> _ĆWICZENIE PISEMNE_: Zidentyfikuj w poniższych rekordach każdy wiersz zawierający słowo "yellow" i przepisz te wiersze bez zmian.
■ ■ ■ ■ ■ ■ ■
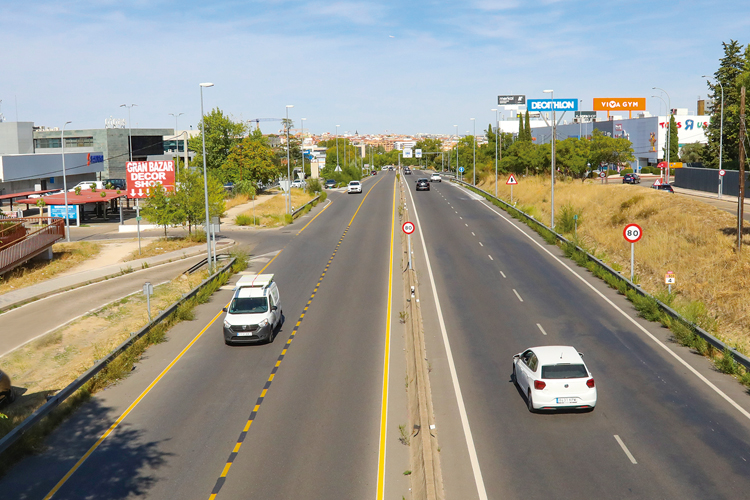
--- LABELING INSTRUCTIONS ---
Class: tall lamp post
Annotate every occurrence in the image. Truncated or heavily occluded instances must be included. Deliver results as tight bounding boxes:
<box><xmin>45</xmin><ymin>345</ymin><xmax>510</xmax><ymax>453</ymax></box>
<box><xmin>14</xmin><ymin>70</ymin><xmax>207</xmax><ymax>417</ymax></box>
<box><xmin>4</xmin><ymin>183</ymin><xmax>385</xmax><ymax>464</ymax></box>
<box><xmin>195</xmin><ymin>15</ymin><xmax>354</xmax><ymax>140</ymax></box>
<box><xmin>60</xmin><ymin>122</ymin><xmax>73</xmax><ymax>243</ymax></box>
<box><xmin>544</xmin><ymin>90</ymin><xmax>557</xmax><ymax>229</ymax></box>
<box><xmin>702</xmin><ymin>75</ymin><xmax>724</xmax><ymax>198</ymax></box>
<box><xmin>200</xmin><ymin>83</ymin><xmax>214</xmax><ymax>272</ymax></box>
<box><xmin>169</xmin><ymin>113</ymin><xmax>187</xmax><ymax>175</ymax></box>
<box><xmin>299</xmin><ymin>118</ymin><xmax>312</xmax><ymax>176</ymax></box>
<box><xmin>471</xmin><ymin>118</ymin><xmax>477</xmax><ymax>186</ymax></box>
<box><xmin>120</xmin><ymin>104</ymin><xmax>137</xmax><ymax>161</ymax></box>
<box><xmin>284</xmin><ymin>104</ymin><xmax>294</xmax><ymax>214</ymax></box>
<box><xmin>651</xmin><ymin>87</ymin><xmax>679</xmax><ymax>184</ymax></box>
<box><xmin>651</xmin><ymin>95</ymin><xmax>672</xmax><ymax>184</ymax></box>
<box><xmin>490</xmin><ymin>109</ymin><xmax>500</xmax><ymax>198</ymax></box>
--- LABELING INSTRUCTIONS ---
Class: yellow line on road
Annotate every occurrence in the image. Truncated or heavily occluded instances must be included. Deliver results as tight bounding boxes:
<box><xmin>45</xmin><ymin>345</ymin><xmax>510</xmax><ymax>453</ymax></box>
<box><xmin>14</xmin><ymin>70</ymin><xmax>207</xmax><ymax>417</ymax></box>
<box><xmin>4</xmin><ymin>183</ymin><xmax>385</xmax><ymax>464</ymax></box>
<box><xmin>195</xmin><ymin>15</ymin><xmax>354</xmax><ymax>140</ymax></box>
<box><xmin>377</xmin><ymin>179</ymin><xmax>398</xmax><ymax>500</ymax></box>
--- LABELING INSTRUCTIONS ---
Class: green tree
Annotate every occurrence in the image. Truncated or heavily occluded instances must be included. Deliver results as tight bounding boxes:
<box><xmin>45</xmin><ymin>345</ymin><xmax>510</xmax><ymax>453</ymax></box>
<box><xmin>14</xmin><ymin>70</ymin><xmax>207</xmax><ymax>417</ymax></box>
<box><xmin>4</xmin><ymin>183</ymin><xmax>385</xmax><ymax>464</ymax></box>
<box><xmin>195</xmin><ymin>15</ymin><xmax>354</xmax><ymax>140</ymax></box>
<box><xmin>172</xmin><ymin>168</ymin><xmax>225</xmax><ymax>234</ymax></box>
<box><xmin>188</xmin><ymin>108</ymin><xmax>247</xmax><ymax>172</ymax></box>
<box><xmin>220</xmin><ymin>134</ymin><xmax>281</xmax><ymax>184</ymax></box>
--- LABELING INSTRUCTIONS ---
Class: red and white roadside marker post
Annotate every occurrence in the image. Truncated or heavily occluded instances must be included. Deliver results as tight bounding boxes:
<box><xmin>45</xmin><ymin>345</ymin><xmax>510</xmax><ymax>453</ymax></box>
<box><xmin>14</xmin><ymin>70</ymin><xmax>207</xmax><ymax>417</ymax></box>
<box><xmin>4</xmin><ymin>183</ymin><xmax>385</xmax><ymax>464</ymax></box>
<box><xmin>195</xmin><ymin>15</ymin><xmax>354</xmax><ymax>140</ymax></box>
<box><xmin>505</xmin><ymin>174</ymin><xmax>518</xmax><ymax>205</ymax></box>
<box><xmin>622</xmin><ymin>224</ymin><xmax>643</xmax><ymax>283</ymax></box>
<box><xmin>401</xmin><ymin>221</ymin><xmax>415</xmax><ymax>269</ymax></box>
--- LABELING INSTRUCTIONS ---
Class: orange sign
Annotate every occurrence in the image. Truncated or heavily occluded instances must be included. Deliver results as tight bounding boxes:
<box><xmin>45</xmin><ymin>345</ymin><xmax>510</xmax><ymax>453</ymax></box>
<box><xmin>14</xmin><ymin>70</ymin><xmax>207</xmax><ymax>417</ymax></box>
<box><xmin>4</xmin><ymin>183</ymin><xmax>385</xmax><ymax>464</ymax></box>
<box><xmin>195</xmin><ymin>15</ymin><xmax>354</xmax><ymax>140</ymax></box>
<box><xmin>594</xmin><ymin>97</ymin><xmax>646</xmax><ymax>111</ymax></box>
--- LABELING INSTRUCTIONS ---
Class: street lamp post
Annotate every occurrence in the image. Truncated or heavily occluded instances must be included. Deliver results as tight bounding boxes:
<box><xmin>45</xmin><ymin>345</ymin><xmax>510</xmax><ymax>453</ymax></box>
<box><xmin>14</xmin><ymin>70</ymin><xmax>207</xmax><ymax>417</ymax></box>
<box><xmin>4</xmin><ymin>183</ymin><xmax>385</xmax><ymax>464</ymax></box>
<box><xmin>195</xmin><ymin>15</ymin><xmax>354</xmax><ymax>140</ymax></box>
<box><xmin>60</xmin><ymin>122</ymin><xmax>73</xmax><ymax>243</ymax></box>
<box><xmin>120</xmin><ymin>104</ymin><xmax>137</xmax><ymax>161</ymax></box>
<box><xmin>490</xmin><ymin>109</ymin><xmax>500</xmax><ymax>198</ymax></box>
<box><xmin>200</xmin><ymin>83</ymin><xmax>214</xmax><ymax>272</ymax></box>
<box><xmin>544</xmin><ymin>90</ymin><xmax>557</xmax><ymax>229</ymax></box>
<box><xmin>471</xmin><ymin>118</ymin><xmax>477</xmax><ymax>186</ymax></box>
<box><xmin>651</xmin><ymin>87</ymin><xmax>679</xmax><ymax>184</ymax></box>
<box><xmin>703</xmin><ymin>75</ymin><xmax>724</xmax><ymax>198</ymax></box>
<box><xmin>284</xmin><ymin>104</ymin><xmax>294</xmax><ymax>214</ymax></box>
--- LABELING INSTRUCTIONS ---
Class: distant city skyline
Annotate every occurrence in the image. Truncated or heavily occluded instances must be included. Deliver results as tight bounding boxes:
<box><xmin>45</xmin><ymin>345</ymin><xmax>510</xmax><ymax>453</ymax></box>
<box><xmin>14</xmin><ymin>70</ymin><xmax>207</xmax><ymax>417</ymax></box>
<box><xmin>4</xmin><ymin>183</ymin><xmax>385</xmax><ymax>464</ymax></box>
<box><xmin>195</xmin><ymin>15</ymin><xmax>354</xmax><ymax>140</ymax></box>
<box><xmin>0</xmin><ymin>0</ymin><xmax>750</xmax><ymax>135</ymax></box>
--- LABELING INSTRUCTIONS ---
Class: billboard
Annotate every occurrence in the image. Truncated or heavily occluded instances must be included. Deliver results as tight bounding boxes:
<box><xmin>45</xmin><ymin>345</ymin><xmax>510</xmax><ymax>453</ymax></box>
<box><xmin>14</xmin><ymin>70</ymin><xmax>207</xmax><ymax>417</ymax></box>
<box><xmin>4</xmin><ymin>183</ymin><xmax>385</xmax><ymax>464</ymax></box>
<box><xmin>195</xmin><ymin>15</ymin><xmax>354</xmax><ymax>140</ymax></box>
<box><xmin>594</xmin><ymin>97</ymin><xmax>646</xmax><ymax>111</ymax></box>
<box><xmin>497</xmin><ymin>95</ymin><xmax>526</xmax><ymax>106</ymax></box>
<box><xmin>125</xmin><ymin>160</ymin><xmax>175</xmax><ymax>198</ymax></box>
<box><xmin>526</xmin><ymin>99</ymin><xmax>578</xmax><ymax>111</ymax></box>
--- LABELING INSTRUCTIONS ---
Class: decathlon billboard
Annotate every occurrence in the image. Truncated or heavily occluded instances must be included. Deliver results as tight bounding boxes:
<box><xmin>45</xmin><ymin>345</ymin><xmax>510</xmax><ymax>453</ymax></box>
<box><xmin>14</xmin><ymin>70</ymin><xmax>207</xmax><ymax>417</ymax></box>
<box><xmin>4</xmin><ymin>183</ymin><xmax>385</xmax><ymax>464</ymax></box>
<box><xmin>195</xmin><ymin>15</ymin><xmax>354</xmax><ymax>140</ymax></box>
<box><xmin>526</xmin><ymin>99</ymin><xmax>578</xmax><ymax>111</ymax></box>
<box><xmin>594</xmin><ymin>97</ymin><xmax>646</xmax><ymax>111</ymax></box>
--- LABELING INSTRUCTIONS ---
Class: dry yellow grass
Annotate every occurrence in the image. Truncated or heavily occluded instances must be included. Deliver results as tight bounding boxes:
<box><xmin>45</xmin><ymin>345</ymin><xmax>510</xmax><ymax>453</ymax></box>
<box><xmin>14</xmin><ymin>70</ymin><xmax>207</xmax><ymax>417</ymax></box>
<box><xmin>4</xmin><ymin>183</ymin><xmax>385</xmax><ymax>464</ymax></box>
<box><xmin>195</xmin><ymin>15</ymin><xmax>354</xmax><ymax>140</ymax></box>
<box><xmin>242</xmin><ymin>188</ymin><xmax>314</xmax><ymax>227</ymax></box>
<box><xmin>480</xmin><ymin>176</ymin><xmax>750</xmax><ymax>352</ymax></box>
<box><xmin>0</xmin><ymin>274</ymin><xmax>205</xmax><ymax>418</ymax></box>
<box><xmin>0</xmin><ymin>241</ymin><xmax>101</xmax><ymax>294</ymax></box>
<box><xmin>123</xmin><ymin>238</ymin><xmax>201</xmax><ymax>262</ymax></box>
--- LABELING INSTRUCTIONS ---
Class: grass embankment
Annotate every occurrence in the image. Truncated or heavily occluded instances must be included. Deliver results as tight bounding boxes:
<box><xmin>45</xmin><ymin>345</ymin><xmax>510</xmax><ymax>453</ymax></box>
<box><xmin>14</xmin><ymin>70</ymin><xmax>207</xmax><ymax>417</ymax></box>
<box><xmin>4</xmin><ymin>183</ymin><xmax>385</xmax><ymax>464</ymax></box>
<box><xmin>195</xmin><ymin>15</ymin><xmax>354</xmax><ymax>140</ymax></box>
<box><xmin>235</xmin><ymin>188</ymin><xmax>322</xmax><ymax>227</ymax></box>
<box><xmin>0</xmin><ymin>241</ymin><xmax>101</xmax><ymax>294</ymax></box>
<box><xmin>479</xmin><ymin>176</ymin><xmax>750</xmax><ymax>353</ymax></box>
<box><xmin>0</xmin><ymin>254</ymin><xmax>247</xmax><ymax>476</ymax></box>
<box><xmin>123</xmin><ymin>235</ymin><xmax>206</xmax><ymax>262</ymax></box>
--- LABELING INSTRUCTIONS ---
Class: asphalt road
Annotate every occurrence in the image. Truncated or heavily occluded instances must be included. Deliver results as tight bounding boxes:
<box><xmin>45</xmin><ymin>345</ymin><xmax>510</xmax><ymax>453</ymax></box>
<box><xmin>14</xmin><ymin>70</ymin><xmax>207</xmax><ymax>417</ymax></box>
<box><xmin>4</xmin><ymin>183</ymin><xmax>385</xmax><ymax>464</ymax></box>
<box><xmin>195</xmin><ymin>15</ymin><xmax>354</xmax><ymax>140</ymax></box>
<box><xmin>407</xmin><ymin>175</ymin><xmax>750</xmax><ymax>499</ymax></box>
<box><xmin>0</xmin><ymin>175</ymin><xmax>409</xmax><ymax>499</ymax></box>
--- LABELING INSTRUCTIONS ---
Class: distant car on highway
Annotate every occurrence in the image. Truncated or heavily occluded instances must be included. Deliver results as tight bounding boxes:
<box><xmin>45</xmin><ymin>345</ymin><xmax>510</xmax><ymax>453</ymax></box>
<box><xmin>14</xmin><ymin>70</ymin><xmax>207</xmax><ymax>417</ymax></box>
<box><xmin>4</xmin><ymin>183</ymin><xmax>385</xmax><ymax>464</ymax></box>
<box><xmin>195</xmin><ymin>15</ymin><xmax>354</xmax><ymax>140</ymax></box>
<box><xmin>651</xmin><ymin>184</ymin><xmax>674</xmax><ymax>193</ymax></box>
<box><xmin>622</xmin><ymin>174</ymin><xmax>641</xmax><ymax>184</ymax></box>
<box><xmin>512</xmin><ymin>346</ymin><xmax>597</xmax><ymax>412</ymax></box>
<box><xmin>0</xmin><ymin>370</ymin><xmax>16</xmax><ymax>405</ymax></box>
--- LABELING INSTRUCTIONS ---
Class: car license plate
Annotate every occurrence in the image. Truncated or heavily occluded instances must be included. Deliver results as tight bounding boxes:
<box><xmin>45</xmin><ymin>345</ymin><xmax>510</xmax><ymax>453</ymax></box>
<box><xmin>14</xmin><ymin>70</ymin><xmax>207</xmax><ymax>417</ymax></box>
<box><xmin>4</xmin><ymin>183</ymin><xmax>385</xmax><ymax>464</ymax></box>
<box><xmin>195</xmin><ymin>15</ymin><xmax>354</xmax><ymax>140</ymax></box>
<box><xmin>557</xmin><ymin>398</ymin><xmax>578</xmax><ymax>404</ymax></box>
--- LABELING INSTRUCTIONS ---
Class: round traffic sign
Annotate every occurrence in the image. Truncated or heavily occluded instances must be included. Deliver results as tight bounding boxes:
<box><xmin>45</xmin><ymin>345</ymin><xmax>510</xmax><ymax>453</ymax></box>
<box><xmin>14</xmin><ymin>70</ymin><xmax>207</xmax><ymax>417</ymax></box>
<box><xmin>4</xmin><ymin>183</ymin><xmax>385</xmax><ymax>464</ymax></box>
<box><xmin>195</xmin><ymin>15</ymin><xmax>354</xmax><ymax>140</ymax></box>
<box><xmin>622</xmin><ymin>224</ymin><xmax>643</xmax><ymax>243</ymax></box>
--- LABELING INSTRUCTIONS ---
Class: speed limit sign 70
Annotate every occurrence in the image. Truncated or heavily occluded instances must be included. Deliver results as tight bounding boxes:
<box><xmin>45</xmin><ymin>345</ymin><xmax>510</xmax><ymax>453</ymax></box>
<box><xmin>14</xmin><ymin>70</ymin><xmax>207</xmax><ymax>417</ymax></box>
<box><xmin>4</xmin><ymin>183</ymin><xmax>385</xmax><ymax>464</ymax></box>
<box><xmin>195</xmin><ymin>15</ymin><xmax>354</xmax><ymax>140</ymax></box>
<box><xmin>622</xmin><ymin>224</ymin><xmax>643</xmax><ymax>243</ymax></box>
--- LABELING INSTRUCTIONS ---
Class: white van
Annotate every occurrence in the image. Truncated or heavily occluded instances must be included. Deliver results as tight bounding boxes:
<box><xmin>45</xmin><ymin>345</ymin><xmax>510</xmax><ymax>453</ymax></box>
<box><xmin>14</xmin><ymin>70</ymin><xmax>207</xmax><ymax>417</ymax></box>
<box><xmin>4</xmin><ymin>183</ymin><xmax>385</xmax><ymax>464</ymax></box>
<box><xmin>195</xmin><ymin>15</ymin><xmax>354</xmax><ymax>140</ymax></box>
<box><xmin>224</xmin><ymin>274</ymin><xmax>283</xmax><ymax>345</ymax></box>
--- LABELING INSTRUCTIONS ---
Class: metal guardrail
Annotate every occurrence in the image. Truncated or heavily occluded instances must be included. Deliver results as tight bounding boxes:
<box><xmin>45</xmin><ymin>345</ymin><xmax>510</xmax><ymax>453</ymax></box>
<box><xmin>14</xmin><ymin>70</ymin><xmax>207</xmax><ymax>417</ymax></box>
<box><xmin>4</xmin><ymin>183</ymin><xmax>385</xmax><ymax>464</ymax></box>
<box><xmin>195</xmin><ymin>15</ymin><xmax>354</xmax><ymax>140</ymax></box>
<box><xmin>292</xmin><ymin>195</ymin><xmax>320</xmax><ymax>219</ymax></box>
<box><xmin>451</xmin><ymin>178</ymin><xmax>750</xmax><ymax>369</ymax></box>
<box><xmin>0</xmin><ymin>257</ymin><xmax>237</xmax><ymax>454</ymax></box>
<box><xmin>0</xmin><ymin>217</ymin><xmax>65</xmax><ymax>274</ymax></box>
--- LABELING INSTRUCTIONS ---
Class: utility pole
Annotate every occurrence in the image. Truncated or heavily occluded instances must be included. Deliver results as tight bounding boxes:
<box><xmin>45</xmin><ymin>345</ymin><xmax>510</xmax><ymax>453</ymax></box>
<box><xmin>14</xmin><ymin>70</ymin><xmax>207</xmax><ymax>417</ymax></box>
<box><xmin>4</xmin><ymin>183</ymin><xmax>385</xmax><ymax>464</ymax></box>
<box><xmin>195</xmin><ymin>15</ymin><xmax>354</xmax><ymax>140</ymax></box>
<box><xmin>737</xmin><ymin>87</ymin><xmax>745</xmax><ymax>253</ymax></box>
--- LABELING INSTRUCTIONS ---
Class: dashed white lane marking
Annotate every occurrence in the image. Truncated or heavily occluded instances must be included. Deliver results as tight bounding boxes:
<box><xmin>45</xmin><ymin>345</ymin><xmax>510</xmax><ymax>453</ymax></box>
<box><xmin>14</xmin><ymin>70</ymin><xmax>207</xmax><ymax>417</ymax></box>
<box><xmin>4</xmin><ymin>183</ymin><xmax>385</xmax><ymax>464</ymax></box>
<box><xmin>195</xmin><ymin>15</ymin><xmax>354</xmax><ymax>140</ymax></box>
<box><xmin>615</xmin><ymin>434</ymin><xmax>638</xmax><ymax>465</ymax></box>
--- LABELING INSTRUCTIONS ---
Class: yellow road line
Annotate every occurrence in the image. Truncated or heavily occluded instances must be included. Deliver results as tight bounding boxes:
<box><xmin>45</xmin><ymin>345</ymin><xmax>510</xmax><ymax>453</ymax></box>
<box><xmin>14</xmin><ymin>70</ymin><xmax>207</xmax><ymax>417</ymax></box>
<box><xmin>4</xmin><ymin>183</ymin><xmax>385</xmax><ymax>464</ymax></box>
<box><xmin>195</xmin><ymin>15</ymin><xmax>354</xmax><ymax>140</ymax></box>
<box><xmin>377</xmin><ymin>179</ymin><xmax>397</xmax><ymax>500</ymax></box>
<box><xmin>44</xmin><ymin>308</ymin><xmax>226</xmax><ymax>500</ymax></box>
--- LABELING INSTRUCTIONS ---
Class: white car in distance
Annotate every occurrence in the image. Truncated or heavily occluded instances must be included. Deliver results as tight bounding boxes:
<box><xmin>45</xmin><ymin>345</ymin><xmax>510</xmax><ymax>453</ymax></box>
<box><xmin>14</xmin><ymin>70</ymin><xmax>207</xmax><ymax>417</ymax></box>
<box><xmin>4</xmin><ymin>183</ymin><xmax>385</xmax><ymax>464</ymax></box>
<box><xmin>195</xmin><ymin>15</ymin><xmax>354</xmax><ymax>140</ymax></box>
<box><xmin>513</xmin><ymin>346</ymin><xmax>596</xmax><ymax>412</ymax></box>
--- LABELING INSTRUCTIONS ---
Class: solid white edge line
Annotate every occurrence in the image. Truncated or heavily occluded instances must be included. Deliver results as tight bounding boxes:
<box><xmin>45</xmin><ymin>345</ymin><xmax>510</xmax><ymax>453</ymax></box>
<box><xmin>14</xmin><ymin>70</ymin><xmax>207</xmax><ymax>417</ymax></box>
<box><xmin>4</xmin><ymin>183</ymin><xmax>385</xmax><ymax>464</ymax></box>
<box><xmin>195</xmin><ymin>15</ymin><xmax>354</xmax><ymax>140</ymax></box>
<box><xmin>406</xmin><ymin>178</ymin><xmax>488</xmax><ymax>500</ymax></box>
<box><xmin>482</xmin><ymin>195</ymin><xmax>750</xmax><ymax>420</ymax></box>
<box><xmin>614</xmin><ymin>434</ymin><xmax>638</xmax><ymax>465</ymax></box>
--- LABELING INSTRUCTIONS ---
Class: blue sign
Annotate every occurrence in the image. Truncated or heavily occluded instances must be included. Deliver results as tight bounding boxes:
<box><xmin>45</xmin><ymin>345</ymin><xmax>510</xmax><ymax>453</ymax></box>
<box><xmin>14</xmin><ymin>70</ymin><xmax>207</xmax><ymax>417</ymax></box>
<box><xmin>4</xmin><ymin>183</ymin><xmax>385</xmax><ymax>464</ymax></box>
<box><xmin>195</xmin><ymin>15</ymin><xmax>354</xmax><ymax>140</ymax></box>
<box><xmin>49</xmin><ymin>205</ymin><xmax>76</xmax><ymax>220</ymax></box>
<box><xmin>526</xmin><ymin>99</ymin><xmax>578</xmax><ymax>111</ymax></box>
■ ■ ■ ■ ■ ■ ■
> _ODPOWIEDŹ DO ĆWICZENIA_:
Class: yellow line on road
Class: dry yellow grass
Class: yellow road line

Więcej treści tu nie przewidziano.